:: Consegna ::
Trasforma tutti i record qui sotto in una tabella Markdown con due colonne, «Numero» e «Testo». In «Numero» va il numero progressivo della riga, in «Testo» la riga stessa, e le righe vuote vanno saltate.

[Voci del dataset]

-*-

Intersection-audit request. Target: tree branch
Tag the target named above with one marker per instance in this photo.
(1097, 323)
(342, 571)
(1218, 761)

-*-

:: Soluzione ::
| Numero | Testo |
|---|---|
| 1 | Intersection-audit request. Target: tree branch |
| 2 | Tag the target named above with one marker per instance in this photo. |
| 3 | (1097, 323) |
| 4 | (342, 571) |
| 5 | (1218, 761) |